### Source records
|---|

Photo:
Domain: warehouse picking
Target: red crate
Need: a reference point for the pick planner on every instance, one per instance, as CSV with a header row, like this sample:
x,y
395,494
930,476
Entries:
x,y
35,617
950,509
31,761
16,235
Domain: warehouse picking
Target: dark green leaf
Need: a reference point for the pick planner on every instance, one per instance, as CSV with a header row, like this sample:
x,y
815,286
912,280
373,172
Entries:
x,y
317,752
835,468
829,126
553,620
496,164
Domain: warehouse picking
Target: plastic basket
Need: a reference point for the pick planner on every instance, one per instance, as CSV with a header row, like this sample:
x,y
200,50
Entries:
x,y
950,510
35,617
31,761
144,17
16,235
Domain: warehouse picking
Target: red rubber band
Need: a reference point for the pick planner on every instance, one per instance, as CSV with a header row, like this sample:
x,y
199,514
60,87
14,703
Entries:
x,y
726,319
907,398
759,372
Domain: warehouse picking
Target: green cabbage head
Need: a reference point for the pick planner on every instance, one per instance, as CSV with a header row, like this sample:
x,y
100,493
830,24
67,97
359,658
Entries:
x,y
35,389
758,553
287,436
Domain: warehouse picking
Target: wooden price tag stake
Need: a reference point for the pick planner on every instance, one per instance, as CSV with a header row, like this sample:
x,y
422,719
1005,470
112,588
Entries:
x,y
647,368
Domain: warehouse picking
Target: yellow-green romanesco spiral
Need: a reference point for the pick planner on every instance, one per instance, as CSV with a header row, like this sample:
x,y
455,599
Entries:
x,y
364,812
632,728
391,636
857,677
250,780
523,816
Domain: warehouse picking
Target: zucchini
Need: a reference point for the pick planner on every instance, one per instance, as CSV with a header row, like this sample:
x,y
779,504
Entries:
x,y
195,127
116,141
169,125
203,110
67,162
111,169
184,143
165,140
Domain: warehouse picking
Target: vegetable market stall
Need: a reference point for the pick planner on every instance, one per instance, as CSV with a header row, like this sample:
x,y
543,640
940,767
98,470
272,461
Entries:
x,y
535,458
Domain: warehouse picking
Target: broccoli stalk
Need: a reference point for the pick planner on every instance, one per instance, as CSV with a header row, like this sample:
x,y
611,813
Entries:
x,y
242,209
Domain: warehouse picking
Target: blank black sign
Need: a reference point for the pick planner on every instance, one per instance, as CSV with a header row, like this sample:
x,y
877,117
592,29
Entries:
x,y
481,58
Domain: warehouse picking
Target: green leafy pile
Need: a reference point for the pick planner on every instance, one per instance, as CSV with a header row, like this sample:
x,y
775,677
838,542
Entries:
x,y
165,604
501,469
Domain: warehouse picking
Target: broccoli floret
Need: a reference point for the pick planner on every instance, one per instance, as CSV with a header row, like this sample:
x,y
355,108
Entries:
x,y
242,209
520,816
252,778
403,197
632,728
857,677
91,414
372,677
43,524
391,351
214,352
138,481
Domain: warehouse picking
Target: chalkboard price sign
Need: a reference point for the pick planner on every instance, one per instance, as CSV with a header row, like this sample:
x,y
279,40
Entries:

|---|

### STATED GOAL
Transcribe the material exactly as it reads.

### WRITTEN RESPONSE
Photo:
Domain: warehouse picking
Target: red crate
Need: a reference point for the pick planner on every instance, one per instance, as CSV with a header row, like this sample:
x,y
395,494
930,476
Entries:
x,y
35,617
950,509
31,761
16,235
Domain: warehouse picking
Target: dark green leaf
Need: a reference point for the pick planner on every instance, one per instance, as CSV with a header row, like this sample:
x,y
815,286
912,280
373,172
Entries:
x,y
317,752
835,468
829,126
553,620
496,164
Domain: warehouse picking
Target: plastic basket
Need: a reference point for the pick planner on every instance, one per instance, as CSV with a header row, like this sample:
x,y
200,50
Entries:
x,y
950,510
35,617
31,761
144,17
16,235
Domain: warehouse picking
Target: red rubber band
Need: a reference point for the pick planner on every instance, one per instance, as CSV with a header row, like this sample:
x,y
199,514
60,87
14,703
Entries:
x,y
726,319
907,398
759,372
Domain: warehouse picking
Target: green cabbage head
Need: a reference point for the pick planner on every instance, one per instance, as CSV with a header row, like this sample:
x,y
100,493
830,24
67,97
359,658
Entries:
x,y
35,389
758,553
287,436
Domain: warehouse picking
Target: wooden price tag stake
Need: a reference point for the pick planner on every instance, one per instance, as CSV with a header row, like this sample:
x,y
422,719
1005,470
112,588
Entries:
x,y
647,368
Domain: warehouse picking
Target: yellow-green romanesco spiral
Need: a reference point for the pick planner on every instance, one per instance, as CSV with a header row, like this sample:
x,y
455,599
Entries:
x,y
364,812
632,728
391,636
857,677
250,780
523,816
Domain: warehouse picking
Target: zucchini
Need: a reference point for the pick planner on every instance, one per instance, as CSV with a header row, like this sample:
x,y
779,504
Entries:
x,y
195,127
116,141
169,125
203,110
67,162
111,169
184,143
165,140
Domain: warehouse picking
Target: vegetable market stall
Need: a reference point for the pick planner on every instance, one per instance, as CSV with a header row, like this sample:
x,y
543,640
940,767
98,470
272,461
Entries:
x,y
535,458
Domain: warehouse picking
Target: broccoli stalk
Need: a reference point for the pick planner on every instance, one per instance, as CSV with a header row, like this sample:
x,y
611,813
Entries:
x,y
242,209
Domain: warehouse picking
Target: blank black sign
Need: a reference point for the pick planner on every instance, one per instance, as CSV with a header row, like this sample:
x,y
877,117
592,29
Entries:
x,y
481,58
Domain: warehouse picking
Target: green leafy pile
Need: a reference point for the pick planner on every instance, one per instance, as CSV with a header row, like this sample:
x,y
775,677
838,542
Entries:
x,y
165,604
501,469
Domain: warehouse picking
Target: broccoli floret
Need: a reference point for the pick planner on every instance, one per instance, as CSV with a header row, like this sample:
x,y
355,108
Entries:
x,y
242,209
520,816
252,778
403,197
632,728
857,677
91,414
372,677
43,524
391,351
214,352
138,481
Domain: warehouse picking
Target: chalkboard price sign
Need: a reference point for the pick planner on every instance, one per instance, as CSV with a header row, like this sample:
x,y
279,40
Entries:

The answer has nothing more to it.